Exact repetition is required: output every record in full.
** start THE RECORDS **
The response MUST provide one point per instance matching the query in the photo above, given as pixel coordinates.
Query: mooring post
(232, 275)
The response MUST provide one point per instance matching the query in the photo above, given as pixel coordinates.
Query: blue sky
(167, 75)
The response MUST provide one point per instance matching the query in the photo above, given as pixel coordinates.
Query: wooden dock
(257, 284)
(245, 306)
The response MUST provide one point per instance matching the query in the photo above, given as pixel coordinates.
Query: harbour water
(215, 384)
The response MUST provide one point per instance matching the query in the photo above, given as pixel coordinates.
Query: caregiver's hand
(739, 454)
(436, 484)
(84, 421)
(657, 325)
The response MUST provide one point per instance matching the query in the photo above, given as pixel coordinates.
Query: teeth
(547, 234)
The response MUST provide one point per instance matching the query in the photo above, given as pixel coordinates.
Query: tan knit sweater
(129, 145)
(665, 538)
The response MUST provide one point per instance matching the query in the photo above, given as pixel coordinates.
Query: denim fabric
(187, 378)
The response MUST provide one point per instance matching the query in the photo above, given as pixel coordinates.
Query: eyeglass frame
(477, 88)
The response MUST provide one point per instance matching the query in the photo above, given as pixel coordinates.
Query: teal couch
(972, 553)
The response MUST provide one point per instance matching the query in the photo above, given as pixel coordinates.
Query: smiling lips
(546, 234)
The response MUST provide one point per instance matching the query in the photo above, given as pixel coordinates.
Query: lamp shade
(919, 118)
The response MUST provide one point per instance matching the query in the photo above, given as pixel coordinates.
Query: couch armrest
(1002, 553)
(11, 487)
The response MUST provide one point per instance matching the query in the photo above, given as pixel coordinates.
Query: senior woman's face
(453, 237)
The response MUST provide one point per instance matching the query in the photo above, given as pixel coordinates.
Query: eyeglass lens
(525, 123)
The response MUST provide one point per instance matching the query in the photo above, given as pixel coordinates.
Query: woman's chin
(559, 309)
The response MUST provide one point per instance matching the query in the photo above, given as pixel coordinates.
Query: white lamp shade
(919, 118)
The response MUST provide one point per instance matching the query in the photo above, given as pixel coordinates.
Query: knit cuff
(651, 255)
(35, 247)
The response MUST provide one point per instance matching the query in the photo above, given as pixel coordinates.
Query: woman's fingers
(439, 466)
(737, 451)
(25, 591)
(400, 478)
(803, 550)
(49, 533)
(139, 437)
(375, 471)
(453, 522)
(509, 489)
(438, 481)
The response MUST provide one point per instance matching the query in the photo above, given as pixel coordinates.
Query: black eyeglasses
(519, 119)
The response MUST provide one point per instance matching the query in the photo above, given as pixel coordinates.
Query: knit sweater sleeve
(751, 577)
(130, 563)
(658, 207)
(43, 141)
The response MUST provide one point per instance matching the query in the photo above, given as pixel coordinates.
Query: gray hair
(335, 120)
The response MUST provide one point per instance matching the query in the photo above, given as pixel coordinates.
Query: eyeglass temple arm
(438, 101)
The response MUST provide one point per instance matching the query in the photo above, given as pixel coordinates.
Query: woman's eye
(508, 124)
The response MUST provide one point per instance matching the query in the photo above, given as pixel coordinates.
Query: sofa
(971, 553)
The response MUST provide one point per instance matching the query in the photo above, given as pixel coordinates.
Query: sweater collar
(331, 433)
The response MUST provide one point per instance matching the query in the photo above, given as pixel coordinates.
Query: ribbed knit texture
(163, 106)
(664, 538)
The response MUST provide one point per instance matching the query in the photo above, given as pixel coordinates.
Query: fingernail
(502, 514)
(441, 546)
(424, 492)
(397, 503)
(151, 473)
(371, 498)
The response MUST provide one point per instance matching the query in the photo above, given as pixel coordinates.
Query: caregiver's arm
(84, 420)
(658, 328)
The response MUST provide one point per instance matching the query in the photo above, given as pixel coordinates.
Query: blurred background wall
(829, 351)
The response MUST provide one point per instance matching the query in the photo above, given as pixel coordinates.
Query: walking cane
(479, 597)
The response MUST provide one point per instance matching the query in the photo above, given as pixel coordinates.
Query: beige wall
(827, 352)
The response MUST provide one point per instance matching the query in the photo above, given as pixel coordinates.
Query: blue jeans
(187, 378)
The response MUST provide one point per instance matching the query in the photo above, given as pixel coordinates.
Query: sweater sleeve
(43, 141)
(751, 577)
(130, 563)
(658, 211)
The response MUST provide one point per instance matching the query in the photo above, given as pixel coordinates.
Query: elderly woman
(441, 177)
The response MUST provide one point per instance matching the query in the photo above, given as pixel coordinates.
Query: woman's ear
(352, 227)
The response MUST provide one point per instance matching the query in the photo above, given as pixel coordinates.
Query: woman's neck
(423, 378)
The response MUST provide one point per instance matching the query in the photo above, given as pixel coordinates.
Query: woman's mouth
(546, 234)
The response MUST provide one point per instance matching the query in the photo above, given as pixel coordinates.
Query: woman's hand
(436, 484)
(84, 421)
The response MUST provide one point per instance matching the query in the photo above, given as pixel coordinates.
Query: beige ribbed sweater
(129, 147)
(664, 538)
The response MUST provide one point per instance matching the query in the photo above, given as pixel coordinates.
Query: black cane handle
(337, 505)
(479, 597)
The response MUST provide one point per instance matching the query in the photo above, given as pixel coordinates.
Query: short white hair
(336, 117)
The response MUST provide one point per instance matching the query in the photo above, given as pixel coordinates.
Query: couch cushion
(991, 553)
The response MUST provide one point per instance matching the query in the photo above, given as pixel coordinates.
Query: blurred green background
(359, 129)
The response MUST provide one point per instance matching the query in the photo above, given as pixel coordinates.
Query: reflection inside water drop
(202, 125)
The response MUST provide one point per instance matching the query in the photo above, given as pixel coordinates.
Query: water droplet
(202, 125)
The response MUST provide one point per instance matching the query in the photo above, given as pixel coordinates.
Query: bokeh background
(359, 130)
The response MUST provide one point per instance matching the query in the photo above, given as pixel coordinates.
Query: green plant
** end THE RECORDS **
> SOLUTION TO THIS EXERCISE
The response MUST provide one point per instance matching the query in the photo above, given as pixel coordinates.
Query: mooring post
(232, 275)
The response MUST provide one point per instance matching the query in the photo above, given as pixel coordinates.
Query: blue sky
(167, 75)
The response MUST provide one point per instance matching the query in the photo above, given as pixel coordinates.
Query: wooden dock
(257, 284)
(245, 306)
The response MUST provide one point per instance matching the query in the photo above, given as pixel coordinates.
Query: harbour water
(215, 384)
The response MUST provide one point per instance matching the query in the photo above, given as pixel coordinates.
Query: caregiver's hand
(739, 454)
(436, 484)
(84, 421)
(657, 325)
The response MUST provide one point per instance matching the query in the photo above, given as pixel coordinates.
Query: teeth
(547, 234)
The response MUST provide one point per instance matching the query in the photo above, given as pixel coordinates.
Query: tan knit sweater
(129, 145)
(665, 538)
The response MUST provide one point per instance matching the query in the photo above, given as pixel coordinates.
Query: denim fabric
(187, 378)
The response MUST provide one point per instance matching the query in the photo above, given as pixel coordinates.
Query: eyeglass frame
(477, 88)
The response MUST provide one point per instance matching the query in the photo above, given as pixel coordinates.
Query: teal couch
(972, 553)
The response MUST provide one point per instance matching the query in the photo above, given as pixel coordinates.
Query: smiling lips
(546, 234)
The response MUST provide one point per instance matching the query in the photo above, given as pixel coordinates.
Query: lamp shade
(919, 118)
The response MUST provide one point per instance matching the query in the photo above, given as pixel coordinates.
Query: couch armrest
(1002, 553)
(11, 487)
The response MUST provide one point per instance matching the query in the photo above, given as pixel coordinates.
Query: senior woman's face
(453, 237)
The response MUST provide one point per instance matching the query in the photo above, given as pixel coordinates.
Query: eyeglass lens
(525, 123)
The response MUST provide one point per instance matching the query in the photo above, given as pixel coordinates.
Query: woman's chin
(559, 309)
The response MUST provide one point per instance matching the query in the photo above, given as pixel coordinates.
Query: white lamp shade
(919, 118)
The response MUST provide one point per instance matching the query in the photo above, given as pixel coordinates.
Query: knit cuff
(651, 255)
(35, 247)
The response MUST provide one point per instance matching the query in the photo above, given as pixel coordinates.
Query: woman's fingers
(439, 466)
(737, 451)
(25, 591)
(400, 478)
(803, 550)
(49, 533)
(139, 437)
(375, 471)
(453, 522)
(509, 489)
(438, 481)
The response MUST provide one point per instance matching the query in the photo above, given as pixel coordinates.
Query: black eyeglasses
(519, 119)
The response MUST provide one point per instance matching the query in the photo above, given as pixel coordinates.
Query: knit sweater sleeve
(751, 577)
(130, 563)
(658, 207)
(43, 141)
The response MUST provide one point per instance matching the query in the photo above, given as pixel coordinates.
Query: gray hair
(335, 120)
The response MUST provide one point per instance matching the query in the photo above, given as pixel coordinates.
Query: eyeglass temple arm
(438, 101)
The response MUST provide one point per instance matching the query in the photo above, given as pixel coordinates.
Query: woman's eye
(508, 124)
The response MUST provide one point per instance matching the query in the photo above, given as pixel coordinates.
Query: sofa
(971, 553)
The response MUST provide one point per instance matching the query in the photo above, given as pixel coordinates.
Query: sweater collar
(331, 433)
The response MUST provide one point per instance matching the query in the photo above, given as pixel coordinates.
Query: ribbed knit texture
(163, 106)
(664, 538)
The response MUST provide one point per instance matching the query in the photo above, given as pixel coordinates.
Query: fingernail
(502, 514)
(441, 546)
(424, 492)
(397, 503)
(151, 473)
(371, 498)
The response MUST provide one point per instance matching the query in the photo above, given as pixel coordinates.
Query: caregiver's arm
(84, 420)
(658, 328)
The response MUST provide one point per instance matching the query in the photo above, given as pixel coordinates.
Query: blurred background wall
(829, 351)
The response MUST provide one point per instance matching the query in the photo above, given as pixel coordinates.
Query: walking cane
(479, 597)
The response MUST provide one point per instance matching the query in the photo above, given as pixel coordinates.
Query: beige wall
(827, 352)
The response MUST provide one point per instance matching the query in the photo above, given as pixel coordinates.
Query: blue jeans
(187, 378)
The response MUST provide one point per instance matching the query in the photo above, given as pixel coordinates.
Query: sweater sleeve
(43, 141)
(751, 577)
(130, 563)
(658, 211)
The response MUST provide one point per instance matching the query in the photo above, given as pixel coordinates.
Query: elderly woman
(441, 177)
The response MUST provide one point per instance matching the query in the photo above, given as pixel coordinates.
Query: woman's ear
(352, 227)
The response MUST provide one point per instance matching the query in the photo above, given as pixel coordinates.
Query: woman's neck
(423, 378)
The response MUST provide one point per instance matching the query in the photo above, given as pixel coordinates.
Query: woman's mouth
(546, 234)
The response MUST provide one point per instance matching the query in the photo above, given as pixel coordinates.
Query: woman's hand
(436, 484)
(84, 421)
The response MUST provide one point per instance matching the query in the photo above, given as pixel coordinates.
Query: beige ribbed sweater
(129, 147)
(664, 538)
The response MUST provide one point per instance matching the query in the photo above, given as pixel coordinates.
Query: black cane handle
(337, 505)
(479, 597)
The response MUST provide one point per instance matching the query in the photo above, given as pixel coordinates.
Query: short white hair
(336, 117)
The response MUST provide one point per instance matching the query in the photo above, given as pixel coordinates.
Query: couch cushion
(991, 553)
The response MUST provide one point per instance matching the query in the photo above, given as pixel coordinates.
Query: blurred green background
(359, 129)
The response MUST provide one point per instance matching the query in the photo above, given as pixel coordinates.
Query: reflection inside water drop
(202, 125)
The response MUST provide one point per instance matching the query in the photo above, given as pixel coordinates.
Query: water droplet
(202, 125)
The response MUST provide one point per instance matching the query in the photo above, given as pixel coordinates.
Query: bokeh background
(359, 130)
The response MUST provide one point per instance matching the query in the photo above, given as pixel coordinates.
Query: green plant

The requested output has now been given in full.